_Required task_: Copy these lines verbatim: everything in the listing from the line containing "object=white hat" down to the end of the listing, both ends included.

Start of Provided data

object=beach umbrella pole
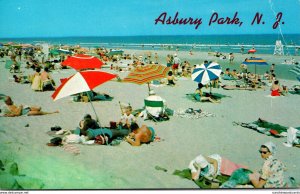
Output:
[147,82,150,92]
[86,92,108,145]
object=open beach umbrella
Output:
[290,65,300,75]
[52,70,116,144]
[51,70,116,130]
[192,62,222,85]
[242,57,268,74]
[108,50,124,56]
[122,64,170,91]
[192,62,222,92]
[61,54,103,70]
[248,49,256,54]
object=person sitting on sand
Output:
[189,154,247,180]
[223,68,234,80]
[249,142,287,188]
[194,83,220,103]
[1,96,59,117]
[139,90,167,119]
[74,114,99,135]
[13,75,30,84]
[271,80,283,96]
[167,71,175,86]
[117,106,136,129]
[41,67,55,90]
[125,123,155,146]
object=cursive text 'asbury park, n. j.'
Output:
[154,12,243,29]
[155,12,202,29]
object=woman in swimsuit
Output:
[271,80,282,96]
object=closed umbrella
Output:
[123,64,170,91]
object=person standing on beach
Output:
[166,54,173,67]
[241,46,244,55]
[172,53,181,76]
[154,53,158,64]
[249,142,287,188]
[229,53,234,64]
[270,63,275,73]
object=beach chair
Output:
[144,99,169,122]
[31,75,43,91]
[41,80,55,91]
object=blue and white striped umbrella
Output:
[192,62,222,85]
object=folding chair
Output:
[144,99,165,122]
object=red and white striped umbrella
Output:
[52,70,116,101]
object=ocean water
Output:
[0,34,300,55]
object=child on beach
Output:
[249,142,287,188]
[125,123,155,146]
[194,83,220,103]
[117,106,136,129]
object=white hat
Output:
[149,90,155,95]
[195,155,208,168]
[263,141,277,155]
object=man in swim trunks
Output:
[1,96,58,117]
[125,123,155,146]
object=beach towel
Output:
[233,119,300,137]
[63,144,80,155]
[220,157,248,176]
[0,160,44,189]
[221,168,252,188]
[31,75,43,91]
[173,168,229,189]
[174,108,216,119]
[222,86,256,91]
[185,92,228,102]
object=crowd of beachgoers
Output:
[0,44,300,189]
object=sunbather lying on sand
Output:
[194,83,220,103]
[189,154,247,180]
[1,96,59,117]
[249,142,287,188]
[125,123,155,146]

End of Provided data

_Exercise answer_:
object=white hat
Output:
[149,90,155,95]
[195,155,208,168]
[263,141,277,155]
object=man in swim trunks
Output:
[1,96,58,117]
[125,123,155,146]
object=beach towel
Output:
[233,119,300,137]
[63,144,80,155]
[220,157,248,176]
[0,160,44,189]
[221,168,252,188]
[31,75,43,91]
[173,168,229,189]
[174,108,216,119]
[222,86,256,91]
[185,92,228,102]
object=crowd of beachgoers
Output:
[0,44,300,189]
object=sunbather lying on sand
Output:
[194,83,220,103]
[189,154,247,180]
[1,96,59,117]
[249,142,287,188]
[125,123,155,146]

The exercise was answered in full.